Provided records:
>>>
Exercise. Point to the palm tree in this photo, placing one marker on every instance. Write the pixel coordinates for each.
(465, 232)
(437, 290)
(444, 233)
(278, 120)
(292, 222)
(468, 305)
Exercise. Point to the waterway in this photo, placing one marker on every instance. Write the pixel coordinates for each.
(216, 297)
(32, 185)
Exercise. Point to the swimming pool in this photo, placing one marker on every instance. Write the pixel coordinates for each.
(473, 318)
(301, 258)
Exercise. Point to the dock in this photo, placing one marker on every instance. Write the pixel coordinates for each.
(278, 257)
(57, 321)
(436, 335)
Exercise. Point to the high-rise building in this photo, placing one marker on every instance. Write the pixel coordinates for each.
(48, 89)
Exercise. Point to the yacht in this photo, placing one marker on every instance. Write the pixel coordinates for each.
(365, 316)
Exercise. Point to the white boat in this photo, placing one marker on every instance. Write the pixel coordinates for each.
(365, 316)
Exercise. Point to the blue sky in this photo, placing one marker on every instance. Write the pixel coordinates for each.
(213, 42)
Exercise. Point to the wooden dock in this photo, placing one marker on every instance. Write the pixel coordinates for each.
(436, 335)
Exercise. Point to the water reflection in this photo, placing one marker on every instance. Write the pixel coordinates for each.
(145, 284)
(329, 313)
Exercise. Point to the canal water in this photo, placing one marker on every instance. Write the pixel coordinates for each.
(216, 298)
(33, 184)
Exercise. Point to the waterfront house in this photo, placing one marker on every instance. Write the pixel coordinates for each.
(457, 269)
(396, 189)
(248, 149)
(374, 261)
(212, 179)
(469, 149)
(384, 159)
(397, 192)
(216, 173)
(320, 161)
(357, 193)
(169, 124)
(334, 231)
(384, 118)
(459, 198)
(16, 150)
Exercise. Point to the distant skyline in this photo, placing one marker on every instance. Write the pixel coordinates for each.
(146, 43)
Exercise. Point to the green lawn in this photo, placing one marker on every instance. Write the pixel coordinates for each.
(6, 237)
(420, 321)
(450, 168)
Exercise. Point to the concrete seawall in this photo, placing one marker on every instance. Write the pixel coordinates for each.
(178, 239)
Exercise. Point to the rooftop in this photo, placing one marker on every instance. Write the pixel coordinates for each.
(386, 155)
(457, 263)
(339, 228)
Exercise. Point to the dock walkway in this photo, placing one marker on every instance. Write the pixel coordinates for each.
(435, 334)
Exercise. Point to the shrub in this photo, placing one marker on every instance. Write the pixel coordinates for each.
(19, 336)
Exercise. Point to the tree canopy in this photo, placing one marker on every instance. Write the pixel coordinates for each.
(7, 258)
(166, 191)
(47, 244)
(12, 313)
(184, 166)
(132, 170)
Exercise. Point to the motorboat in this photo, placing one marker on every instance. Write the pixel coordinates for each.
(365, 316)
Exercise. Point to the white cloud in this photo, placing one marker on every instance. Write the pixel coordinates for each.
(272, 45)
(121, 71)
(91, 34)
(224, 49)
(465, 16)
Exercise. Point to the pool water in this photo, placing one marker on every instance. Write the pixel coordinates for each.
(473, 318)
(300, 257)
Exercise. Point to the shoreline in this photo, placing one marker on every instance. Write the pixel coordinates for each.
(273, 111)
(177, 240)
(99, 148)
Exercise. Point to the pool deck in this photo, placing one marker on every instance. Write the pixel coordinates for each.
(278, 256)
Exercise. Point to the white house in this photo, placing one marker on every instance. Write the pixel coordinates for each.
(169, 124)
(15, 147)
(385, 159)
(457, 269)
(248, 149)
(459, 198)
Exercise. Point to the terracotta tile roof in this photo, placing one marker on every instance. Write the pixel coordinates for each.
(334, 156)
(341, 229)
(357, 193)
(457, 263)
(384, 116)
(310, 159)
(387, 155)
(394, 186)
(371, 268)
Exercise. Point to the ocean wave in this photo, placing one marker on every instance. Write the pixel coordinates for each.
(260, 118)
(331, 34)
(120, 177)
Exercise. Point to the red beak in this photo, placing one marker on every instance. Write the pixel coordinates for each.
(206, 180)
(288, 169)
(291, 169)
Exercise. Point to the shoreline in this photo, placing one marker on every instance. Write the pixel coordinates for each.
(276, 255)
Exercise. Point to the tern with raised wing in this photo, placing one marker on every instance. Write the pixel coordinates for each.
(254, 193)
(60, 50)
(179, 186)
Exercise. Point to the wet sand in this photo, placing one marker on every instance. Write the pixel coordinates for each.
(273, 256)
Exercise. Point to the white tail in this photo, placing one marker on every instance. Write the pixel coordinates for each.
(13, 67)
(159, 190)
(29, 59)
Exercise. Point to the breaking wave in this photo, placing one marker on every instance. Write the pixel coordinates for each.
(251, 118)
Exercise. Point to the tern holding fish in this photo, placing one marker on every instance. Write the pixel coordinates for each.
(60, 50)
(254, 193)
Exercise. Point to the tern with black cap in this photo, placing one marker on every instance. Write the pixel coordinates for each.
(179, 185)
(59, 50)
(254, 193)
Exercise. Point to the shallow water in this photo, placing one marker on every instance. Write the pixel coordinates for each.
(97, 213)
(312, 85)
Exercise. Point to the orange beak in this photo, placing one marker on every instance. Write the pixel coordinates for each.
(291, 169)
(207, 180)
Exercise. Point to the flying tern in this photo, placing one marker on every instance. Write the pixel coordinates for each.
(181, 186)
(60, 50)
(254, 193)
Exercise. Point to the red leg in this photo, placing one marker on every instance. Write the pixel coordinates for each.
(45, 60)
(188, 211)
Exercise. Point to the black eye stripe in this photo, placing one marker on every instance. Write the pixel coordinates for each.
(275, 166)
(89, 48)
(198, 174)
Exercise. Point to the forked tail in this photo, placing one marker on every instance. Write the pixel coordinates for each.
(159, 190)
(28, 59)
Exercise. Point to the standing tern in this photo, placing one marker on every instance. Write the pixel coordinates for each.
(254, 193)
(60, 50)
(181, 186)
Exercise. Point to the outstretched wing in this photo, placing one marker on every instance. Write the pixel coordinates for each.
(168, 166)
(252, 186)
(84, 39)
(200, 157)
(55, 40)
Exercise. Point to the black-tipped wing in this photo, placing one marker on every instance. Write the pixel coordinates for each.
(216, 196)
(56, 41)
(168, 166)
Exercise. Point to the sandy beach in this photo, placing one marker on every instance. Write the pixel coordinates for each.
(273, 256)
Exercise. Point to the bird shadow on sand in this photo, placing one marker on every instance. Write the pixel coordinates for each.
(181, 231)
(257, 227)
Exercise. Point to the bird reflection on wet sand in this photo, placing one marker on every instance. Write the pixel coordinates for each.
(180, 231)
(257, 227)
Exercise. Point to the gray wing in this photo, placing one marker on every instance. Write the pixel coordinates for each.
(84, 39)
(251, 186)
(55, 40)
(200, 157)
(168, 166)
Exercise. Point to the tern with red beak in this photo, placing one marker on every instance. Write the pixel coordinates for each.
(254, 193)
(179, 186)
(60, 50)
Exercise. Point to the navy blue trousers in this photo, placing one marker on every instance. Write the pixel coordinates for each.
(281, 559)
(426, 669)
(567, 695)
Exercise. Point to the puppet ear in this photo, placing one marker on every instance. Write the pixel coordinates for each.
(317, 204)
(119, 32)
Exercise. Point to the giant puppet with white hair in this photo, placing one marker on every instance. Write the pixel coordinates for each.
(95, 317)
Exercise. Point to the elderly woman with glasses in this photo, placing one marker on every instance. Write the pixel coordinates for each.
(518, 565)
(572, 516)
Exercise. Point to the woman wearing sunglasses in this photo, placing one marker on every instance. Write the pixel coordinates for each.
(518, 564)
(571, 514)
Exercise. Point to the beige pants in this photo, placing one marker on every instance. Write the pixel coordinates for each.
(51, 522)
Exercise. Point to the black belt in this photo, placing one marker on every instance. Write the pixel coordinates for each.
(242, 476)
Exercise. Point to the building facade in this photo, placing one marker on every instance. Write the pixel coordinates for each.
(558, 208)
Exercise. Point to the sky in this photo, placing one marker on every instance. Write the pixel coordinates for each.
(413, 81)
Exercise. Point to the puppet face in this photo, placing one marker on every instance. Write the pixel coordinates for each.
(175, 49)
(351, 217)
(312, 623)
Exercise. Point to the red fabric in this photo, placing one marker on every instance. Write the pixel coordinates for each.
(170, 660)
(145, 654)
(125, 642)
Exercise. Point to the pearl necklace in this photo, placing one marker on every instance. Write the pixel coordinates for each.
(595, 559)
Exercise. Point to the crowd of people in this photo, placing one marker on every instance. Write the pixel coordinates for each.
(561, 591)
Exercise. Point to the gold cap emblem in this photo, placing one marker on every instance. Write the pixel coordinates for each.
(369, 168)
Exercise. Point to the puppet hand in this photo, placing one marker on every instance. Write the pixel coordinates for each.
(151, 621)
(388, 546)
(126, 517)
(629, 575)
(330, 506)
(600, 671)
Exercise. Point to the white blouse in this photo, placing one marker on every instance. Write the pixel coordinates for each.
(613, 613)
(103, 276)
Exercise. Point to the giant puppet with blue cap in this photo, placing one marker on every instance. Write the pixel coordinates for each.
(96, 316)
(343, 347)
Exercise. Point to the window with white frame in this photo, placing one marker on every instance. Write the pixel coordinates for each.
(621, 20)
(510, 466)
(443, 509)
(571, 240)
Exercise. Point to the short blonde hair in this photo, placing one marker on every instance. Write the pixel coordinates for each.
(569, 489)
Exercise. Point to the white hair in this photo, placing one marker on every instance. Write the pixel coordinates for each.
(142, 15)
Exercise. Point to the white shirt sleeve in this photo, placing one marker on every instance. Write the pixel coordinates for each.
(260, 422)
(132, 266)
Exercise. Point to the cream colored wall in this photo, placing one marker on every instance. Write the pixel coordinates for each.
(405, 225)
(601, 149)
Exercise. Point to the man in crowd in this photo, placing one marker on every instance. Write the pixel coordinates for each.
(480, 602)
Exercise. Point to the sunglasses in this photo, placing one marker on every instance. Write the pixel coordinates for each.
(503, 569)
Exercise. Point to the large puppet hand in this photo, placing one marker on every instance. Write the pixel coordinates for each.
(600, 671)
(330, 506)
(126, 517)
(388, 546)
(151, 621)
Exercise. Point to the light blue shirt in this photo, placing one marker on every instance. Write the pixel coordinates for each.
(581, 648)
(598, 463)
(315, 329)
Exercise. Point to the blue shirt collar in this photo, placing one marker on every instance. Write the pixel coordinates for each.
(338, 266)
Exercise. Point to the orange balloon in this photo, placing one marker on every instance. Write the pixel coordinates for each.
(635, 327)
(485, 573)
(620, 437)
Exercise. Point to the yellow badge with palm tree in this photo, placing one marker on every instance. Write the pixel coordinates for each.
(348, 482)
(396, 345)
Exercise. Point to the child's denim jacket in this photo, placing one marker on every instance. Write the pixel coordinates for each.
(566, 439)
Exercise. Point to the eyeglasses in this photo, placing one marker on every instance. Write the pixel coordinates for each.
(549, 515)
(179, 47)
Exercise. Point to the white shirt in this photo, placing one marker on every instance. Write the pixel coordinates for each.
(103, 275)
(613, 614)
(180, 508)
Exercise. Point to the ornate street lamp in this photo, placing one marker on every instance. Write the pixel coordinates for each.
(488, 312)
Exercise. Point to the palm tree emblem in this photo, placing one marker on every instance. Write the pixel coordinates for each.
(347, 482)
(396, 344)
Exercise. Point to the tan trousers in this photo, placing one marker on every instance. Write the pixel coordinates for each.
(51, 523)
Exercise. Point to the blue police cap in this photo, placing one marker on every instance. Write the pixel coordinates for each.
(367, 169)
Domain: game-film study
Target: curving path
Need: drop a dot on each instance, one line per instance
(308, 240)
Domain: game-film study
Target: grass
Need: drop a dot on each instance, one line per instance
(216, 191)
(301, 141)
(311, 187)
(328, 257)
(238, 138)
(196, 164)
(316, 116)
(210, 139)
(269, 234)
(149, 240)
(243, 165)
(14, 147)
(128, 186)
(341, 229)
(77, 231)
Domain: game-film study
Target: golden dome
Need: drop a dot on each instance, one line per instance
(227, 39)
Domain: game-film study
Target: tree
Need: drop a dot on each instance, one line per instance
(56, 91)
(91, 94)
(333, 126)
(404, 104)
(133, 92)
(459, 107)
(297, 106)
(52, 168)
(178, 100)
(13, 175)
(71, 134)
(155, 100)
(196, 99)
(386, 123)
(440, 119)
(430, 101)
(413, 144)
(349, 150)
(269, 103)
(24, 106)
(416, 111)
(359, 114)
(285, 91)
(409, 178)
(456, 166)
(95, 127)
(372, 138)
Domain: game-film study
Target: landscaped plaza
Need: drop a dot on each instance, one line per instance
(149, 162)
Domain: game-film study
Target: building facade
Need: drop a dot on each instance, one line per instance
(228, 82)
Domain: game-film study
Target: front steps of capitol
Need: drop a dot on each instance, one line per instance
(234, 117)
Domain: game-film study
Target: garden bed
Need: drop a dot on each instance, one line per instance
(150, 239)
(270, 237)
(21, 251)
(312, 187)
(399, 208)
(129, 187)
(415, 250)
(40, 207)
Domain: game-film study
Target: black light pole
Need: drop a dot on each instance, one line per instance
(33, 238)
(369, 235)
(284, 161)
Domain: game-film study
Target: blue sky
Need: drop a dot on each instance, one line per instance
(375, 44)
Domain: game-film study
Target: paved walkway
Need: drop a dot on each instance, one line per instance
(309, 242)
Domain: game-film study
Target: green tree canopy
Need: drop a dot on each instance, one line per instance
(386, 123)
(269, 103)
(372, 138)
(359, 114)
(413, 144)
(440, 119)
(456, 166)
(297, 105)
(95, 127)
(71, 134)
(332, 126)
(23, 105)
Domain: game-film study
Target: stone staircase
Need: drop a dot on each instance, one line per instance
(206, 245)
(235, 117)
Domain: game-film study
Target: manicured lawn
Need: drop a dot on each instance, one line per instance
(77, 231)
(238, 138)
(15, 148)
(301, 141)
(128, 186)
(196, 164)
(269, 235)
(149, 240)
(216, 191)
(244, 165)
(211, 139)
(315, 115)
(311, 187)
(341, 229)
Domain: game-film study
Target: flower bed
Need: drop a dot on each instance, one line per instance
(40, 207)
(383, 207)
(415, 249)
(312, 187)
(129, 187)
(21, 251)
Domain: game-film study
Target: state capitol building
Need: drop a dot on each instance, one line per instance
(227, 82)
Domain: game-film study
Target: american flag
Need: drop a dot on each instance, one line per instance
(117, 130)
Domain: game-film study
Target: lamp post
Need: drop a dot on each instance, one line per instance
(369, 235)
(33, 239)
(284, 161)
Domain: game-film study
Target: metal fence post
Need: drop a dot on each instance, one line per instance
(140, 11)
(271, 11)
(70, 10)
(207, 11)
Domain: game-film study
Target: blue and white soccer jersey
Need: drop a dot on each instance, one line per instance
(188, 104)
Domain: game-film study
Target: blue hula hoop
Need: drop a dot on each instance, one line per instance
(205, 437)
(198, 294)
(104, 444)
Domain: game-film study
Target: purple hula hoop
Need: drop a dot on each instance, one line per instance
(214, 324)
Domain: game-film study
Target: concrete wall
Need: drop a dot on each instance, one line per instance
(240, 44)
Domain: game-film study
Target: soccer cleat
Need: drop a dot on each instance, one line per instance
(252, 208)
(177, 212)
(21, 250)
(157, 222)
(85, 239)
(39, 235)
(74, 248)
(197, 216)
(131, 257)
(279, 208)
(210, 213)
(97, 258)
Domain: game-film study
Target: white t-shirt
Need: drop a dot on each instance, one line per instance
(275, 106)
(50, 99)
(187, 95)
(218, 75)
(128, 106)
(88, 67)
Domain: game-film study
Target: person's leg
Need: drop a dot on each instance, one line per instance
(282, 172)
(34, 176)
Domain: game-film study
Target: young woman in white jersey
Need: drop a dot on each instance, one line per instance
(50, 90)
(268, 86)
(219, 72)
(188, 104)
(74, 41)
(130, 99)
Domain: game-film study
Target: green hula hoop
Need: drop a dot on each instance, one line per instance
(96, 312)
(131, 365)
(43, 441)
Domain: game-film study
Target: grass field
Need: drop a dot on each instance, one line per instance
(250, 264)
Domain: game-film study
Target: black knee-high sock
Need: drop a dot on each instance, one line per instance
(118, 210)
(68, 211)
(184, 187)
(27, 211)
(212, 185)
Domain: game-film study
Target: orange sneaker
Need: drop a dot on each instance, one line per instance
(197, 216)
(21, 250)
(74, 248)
<<<
Task to complete: Tally the lines of the listing that include "capitol". Reply with nothing but the count.

Worked solution: 2